(Extracted data entries)
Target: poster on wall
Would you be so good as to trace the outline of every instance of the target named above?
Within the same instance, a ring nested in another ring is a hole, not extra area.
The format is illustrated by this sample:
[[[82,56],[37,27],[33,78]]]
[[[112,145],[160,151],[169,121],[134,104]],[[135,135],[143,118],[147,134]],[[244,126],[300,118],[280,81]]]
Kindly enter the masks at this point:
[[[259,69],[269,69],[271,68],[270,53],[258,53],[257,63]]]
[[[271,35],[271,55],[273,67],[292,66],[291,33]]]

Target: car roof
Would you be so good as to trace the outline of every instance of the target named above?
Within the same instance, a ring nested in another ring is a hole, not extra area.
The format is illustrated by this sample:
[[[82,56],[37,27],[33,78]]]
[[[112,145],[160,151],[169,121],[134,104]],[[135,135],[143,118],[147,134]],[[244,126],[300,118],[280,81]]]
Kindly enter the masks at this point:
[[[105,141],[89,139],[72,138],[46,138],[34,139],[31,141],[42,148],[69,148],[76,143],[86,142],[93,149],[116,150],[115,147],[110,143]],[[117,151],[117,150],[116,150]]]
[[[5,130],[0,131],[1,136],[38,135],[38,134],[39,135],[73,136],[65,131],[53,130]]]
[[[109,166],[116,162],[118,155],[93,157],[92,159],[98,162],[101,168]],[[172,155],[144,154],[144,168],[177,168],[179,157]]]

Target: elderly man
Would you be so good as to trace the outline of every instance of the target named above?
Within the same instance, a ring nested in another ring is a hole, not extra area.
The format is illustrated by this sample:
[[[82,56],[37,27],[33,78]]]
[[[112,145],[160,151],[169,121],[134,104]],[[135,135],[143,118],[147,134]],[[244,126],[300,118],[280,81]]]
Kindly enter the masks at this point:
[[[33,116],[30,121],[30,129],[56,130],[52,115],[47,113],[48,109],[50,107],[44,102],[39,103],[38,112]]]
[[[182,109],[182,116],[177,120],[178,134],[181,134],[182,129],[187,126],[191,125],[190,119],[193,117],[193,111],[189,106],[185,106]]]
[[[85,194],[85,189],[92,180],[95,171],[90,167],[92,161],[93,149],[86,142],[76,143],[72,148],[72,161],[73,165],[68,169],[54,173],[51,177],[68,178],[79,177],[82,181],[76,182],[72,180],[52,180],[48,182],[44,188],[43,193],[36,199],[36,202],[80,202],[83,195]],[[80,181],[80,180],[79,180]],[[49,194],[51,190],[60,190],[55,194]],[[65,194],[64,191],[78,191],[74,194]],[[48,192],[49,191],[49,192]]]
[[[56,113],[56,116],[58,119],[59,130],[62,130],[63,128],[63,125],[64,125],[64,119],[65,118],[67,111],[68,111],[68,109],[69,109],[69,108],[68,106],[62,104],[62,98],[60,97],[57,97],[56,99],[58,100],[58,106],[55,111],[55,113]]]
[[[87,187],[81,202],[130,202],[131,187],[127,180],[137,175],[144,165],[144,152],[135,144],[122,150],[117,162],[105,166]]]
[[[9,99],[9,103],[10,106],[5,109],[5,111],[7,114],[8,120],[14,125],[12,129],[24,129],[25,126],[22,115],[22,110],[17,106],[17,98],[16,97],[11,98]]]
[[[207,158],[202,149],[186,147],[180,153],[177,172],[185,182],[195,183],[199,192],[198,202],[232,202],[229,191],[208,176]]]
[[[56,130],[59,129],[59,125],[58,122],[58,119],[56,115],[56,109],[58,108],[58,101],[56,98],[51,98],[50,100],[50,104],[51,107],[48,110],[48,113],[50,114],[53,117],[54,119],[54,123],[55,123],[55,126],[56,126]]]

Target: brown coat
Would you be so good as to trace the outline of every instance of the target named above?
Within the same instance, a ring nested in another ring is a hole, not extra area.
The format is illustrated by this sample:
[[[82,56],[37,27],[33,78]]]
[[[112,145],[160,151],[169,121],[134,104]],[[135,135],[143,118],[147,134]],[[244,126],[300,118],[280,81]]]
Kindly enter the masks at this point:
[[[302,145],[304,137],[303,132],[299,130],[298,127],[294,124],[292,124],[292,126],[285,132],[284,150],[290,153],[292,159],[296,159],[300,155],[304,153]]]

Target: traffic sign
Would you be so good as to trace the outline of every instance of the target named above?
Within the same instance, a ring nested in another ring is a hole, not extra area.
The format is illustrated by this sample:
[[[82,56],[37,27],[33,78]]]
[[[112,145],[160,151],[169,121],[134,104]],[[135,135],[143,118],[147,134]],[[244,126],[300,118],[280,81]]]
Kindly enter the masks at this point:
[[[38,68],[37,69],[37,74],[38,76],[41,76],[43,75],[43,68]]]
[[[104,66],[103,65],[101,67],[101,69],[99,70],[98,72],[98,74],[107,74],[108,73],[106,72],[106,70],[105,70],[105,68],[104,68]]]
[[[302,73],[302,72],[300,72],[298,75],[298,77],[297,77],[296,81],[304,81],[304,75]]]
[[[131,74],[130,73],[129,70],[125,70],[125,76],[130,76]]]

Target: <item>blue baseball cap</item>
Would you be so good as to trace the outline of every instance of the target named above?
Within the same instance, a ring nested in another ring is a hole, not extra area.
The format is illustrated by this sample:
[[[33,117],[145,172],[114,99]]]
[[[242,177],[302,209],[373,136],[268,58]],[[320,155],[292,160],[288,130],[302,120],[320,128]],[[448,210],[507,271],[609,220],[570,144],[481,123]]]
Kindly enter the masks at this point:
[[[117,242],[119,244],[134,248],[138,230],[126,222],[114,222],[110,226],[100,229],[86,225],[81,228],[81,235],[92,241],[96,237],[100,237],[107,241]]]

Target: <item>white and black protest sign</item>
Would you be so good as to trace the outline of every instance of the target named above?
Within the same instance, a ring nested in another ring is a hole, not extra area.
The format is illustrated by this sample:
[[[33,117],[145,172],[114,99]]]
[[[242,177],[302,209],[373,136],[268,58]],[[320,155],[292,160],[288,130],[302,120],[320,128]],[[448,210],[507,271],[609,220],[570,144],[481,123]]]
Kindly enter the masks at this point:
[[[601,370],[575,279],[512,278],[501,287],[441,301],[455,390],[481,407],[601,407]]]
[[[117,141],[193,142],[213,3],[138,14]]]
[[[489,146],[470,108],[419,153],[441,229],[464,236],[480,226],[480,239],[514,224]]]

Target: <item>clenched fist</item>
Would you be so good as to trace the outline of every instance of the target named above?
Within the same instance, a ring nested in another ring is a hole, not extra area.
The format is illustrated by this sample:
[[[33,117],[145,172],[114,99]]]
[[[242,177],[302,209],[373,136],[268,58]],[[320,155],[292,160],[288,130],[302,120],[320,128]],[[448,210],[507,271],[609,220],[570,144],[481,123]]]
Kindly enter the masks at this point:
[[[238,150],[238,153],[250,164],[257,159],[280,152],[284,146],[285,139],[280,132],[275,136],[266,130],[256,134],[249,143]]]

## [Work instructions]
Count the lines in the items above that contain the string "sign" and reply with only that number.

## [Task result]
2